What the exercise asks:
Pick out each line in the records below that contains the word "cluster" and copy it.

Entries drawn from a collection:
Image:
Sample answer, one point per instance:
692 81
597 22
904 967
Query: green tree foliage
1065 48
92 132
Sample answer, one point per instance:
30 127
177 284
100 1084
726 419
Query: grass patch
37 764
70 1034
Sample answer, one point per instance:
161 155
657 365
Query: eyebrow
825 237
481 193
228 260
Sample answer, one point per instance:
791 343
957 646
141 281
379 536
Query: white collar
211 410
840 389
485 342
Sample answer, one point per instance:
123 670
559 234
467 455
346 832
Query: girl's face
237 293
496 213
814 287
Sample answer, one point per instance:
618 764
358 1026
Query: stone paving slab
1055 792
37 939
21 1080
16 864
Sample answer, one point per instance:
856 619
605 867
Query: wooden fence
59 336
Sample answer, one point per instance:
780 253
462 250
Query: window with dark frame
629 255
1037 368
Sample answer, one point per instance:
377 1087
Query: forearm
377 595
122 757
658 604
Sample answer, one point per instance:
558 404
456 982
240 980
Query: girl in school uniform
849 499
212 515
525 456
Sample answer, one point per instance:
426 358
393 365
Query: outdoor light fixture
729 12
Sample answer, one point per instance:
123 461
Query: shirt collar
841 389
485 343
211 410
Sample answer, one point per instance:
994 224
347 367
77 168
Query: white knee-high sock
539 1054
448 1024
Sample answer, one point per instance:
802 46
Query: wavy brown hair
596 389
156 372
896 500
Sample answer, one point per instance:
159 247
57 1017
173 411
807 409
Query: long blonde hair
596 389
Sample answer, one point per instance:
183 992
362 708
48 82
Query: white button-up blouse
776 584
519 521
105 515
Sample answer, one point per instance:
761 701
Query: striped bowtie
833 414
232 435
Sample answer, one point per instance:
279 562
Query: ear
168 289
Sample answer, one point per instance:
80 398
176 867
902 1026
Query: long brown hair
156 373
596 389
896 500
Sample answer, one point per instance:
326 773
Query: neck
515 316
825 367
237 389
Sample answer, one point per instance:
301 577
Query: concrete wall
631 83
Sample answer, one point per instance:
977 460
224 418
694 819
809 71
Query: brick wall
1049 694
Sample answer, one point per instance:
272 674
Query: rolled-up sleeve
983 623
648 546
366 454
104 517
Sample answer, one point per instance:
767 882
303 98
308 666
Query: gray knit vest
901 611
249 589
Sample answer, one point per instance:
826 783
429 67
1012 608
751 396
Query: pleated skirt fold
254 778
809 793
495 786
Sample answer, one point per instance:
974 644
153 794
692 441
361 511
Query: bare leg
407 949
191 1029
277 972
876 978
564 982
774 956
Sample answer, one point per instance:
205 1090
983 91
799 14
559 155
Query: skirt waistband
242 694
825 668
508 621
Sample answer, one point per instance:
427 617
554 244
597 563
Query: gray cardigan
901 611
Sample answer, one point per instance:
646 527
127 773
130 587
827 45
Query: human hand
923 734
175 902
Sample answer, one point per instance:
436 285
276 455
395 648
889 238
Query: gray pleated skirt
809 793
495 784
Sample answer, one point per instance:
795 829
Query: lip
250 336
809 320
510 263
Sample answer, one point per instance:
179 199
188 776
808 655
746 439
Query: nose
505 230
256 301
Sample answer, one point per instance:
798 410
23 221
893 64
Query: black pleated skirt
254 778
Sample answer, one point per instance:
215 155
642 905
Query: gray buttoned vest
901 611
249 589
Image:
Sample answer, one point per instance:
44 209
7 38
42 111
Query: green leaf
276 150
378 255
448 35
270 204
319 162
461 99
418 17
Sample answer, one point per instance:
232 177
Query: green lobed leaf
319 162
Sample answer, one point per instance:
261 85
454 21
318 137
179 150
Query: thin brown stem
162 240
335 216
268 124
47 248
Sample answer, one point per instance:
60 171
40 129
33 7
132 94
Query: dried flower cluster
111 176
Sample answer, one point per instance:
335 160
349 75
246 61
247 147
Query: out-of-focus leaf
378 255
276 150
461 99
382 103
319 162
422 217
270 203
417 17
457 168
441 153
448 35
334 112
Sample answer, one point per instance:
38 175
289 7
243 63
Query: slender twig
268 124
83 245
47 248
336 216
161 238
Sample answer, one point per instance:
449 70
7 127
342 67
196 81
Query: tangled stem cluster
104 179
* * *
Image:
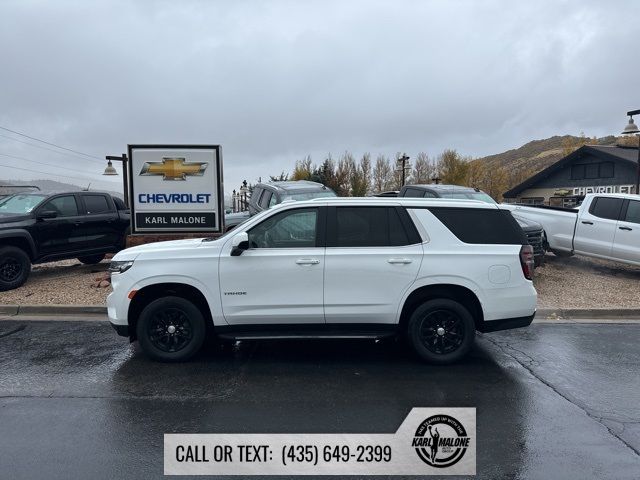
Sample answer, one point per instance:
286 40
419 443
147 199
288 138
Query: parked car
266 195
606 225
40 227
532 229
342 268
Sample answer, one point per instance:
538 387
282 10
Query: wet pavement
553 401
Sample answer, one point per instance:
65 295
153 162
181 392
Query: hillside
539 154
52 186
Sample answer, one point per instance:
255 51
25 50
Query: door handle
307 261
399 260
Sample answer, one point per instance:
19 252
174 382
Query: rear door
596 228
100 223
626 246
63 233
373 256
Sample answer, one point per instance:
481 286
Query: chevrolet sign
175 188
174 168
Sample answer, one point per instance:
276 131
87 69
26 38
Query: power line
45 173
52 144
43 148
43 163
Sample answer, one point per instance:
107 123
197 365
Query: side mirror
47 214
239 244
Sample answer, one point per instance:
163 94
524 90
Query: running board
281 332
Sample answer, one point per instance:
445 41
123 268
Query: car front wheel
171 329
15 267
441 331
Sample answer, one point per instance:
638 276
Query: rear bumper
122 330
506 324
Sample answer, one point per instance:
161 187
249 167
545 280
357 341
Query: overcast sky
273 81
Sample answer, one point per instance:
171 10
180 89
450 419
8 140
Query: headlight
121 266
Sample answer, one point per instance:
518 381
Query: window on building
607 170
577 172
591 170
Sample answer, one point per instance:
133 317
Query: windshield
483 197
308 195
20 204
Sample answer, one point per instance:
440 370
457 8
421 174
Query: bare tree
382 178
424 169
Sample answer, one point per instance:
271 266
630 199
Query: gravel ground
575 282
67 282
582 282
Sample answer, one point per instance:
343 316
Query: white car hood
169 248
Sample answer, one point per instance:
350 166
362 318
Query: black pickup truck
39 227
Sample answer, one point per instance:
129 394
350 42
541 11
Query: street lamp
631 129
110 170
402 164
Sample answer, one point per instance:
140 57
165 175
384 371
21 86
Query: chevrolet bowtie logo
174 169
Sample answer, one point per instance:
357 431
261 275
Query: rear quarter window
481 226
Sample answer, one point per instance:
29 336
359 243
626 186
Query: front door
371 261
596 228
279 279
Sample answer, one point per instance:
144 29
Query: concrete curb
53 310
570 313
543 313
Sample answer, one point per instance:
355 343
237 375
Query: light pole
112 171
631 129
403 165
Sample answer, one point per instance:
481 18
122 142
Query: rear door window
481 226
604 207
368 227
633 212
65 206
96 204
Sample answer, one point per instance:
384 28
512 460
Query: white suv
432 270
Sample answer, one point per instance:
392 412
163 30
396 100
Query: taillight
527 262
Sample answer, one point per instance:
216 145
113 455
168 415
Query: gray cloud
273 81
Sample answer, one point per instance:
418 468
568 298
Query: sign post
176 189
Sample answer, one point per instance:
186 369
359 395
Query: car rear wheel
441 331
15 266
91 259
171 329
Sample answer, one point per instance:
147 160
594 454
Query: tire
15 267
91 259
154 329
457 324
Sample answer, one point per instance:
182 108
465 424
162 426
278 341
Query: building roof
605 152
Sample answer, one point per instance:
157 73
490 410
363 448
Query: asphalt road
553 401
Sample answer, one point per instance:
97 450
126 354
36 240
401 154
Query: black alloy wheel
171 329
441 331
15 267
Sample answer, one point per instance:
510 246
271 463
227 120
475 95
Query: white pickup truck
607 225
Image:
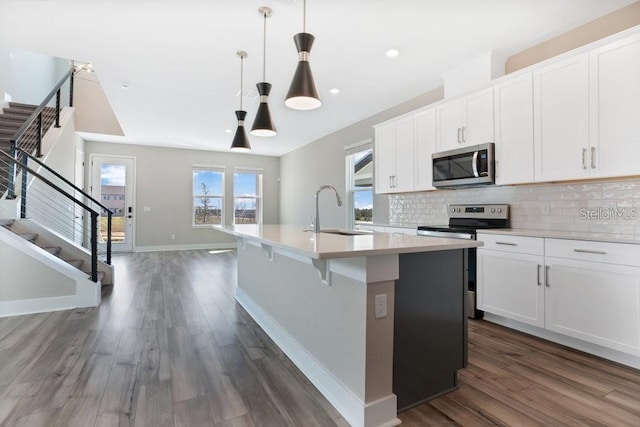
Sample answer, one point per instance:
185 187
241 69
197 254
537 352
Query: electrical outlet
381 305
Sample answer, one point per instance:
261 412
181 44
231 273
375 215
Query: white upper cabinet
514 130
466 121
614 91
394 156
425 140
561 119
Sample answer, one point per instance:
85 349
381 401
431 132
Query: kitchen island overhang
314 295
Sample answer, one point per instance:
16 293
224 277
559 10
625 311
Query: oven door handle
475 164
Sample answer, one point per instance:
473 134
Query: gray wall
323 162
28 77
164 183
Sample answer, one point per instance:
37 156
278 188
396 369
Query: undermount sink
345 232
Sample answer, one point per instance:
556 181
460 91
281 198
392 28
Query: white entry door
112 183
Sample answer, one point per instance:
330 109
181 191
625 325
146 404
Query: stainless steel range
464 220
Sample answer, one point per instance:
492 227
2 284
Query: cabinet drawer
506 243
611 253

Exercise answer:
Query: dried flower cluster
Query: tangled stem cluster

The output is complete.